● **SUPPLIED MATERIAL**
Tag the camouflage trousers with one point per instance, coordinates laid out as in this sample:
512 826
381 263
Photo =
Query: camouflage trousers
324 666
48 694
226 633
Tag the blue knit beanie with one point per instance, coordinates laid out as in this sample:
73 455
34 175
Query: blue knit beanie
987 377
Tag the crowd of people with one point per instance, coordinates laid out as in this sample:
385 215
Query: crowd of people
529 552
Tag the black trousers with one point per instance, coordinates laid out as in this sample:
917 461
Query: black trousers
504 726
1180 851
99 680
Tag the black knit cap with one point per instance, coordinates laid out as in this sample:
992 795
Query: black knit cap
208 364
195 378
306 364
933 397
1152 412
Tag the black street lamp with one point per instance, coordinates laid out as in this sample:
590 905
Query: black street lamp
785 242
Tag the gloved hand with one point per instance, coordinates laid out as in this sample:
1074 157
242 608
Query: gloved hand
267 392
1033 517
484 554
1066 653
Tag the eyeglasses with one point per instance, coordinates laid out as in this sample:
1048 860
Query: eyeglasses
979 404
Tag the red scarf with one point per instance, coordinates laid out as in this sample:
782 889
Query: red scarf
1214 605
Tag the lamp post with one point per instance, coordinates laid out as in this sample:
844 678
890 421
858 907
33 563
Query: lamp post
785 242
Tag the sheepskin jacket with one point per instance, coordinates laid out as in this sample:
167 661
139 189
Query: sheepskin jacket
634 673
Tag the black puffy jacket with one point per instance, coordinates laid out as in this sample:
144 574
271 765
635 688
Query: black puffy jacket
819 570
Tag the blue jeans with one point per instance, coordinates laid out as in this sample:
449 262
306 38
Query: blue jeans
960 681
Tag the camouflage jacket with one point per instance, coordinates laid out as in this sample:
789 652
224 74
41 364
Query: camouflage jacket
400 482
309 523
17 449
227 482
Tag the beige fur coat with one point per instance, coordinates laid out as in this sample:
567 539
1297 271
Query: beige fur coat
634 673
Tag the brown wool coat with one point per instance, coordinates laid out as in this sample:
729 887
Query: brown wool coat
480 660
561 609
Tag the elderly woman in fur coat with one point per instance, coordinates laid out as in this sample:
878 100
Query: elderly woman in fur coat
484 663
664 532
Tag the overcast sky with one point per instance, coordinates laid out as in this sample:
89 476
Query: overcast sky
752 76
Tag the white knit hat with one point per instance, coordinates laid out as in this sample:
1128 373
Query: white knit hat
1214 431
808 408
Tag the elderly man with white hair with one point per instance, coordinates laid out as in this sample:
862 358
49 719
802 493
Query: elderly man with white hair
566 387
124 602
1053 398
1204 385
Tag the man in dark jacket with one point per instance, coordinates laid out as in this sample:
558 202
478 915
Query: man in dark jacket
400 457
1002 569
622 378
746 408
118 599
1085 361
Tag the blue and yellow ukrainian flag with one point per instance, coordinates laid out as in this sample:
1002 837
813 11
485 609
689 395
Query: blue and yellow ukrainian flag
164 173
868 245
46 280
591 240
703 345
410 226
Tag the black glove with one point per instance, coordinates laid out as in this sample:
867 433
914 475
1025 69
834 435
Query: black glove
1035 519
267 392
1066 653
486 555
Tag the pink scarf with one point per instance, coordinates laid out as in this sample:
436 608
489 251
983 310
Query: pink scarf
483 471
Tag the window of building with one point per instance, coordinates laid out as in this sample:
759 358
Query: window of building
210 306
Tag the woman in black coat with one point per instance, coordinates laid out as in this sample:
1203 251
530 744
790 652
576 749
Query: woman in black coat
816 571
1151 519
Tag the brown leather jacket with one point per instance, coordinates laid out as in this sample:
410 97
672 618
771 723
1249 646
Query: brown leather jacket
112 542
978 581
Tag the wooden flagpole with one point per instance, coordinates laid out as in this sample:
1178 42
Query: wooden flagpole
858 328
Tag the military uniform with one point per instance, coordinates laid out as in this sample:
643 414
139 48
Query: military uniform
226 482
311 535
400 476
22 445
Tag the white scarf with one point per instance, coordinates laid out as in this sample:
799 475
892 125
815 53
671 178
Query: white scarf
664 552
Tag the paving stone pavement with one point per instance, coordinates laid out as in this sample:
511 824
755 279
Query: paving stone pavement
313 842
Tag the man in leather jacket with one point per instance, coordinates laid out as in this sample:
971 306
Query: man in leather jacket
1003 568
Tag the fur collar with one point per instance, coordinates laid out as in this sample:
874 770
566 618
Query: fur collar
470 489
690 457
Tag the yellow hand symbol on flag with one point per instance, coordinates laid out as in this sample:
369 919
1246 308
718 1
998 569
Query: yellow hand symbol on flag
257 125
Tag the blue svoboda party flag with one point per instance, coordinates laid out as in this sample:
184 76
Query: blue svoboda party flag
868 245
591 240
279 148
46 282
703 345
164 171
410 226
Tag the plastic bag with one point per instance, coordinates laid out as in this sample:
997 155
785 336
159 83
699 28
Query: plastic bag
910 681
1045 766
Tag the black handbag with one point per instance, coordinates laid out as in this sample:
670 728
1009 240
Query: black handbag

● **WHAT TO PRODUCE**
Update the records from the line with "Tag the blue svoboda" through the end of the records, replacing "plastic bag" with "paper bag". Write out only those lines, with everything else left as it is.

● **SOLUTION FOR THIS PROBLEM**
Tag the blue svoboda party flag with one point per instance, coordinates laid out as in this sample:
184 76
Query: blue svoboda party flag
868 245
591 240
279 148
46 282
703 345
164 171
410 226
Tag the paper bag with one point per instance, coordinates laid out as in this sample:
997 155
785 336
159 83
699 28
Query: paper bag
910 681
1045 766
Tag the black handbag with one point per instance, coordinates laid out as in this sample:
670 728
1009 240
Query: black handbag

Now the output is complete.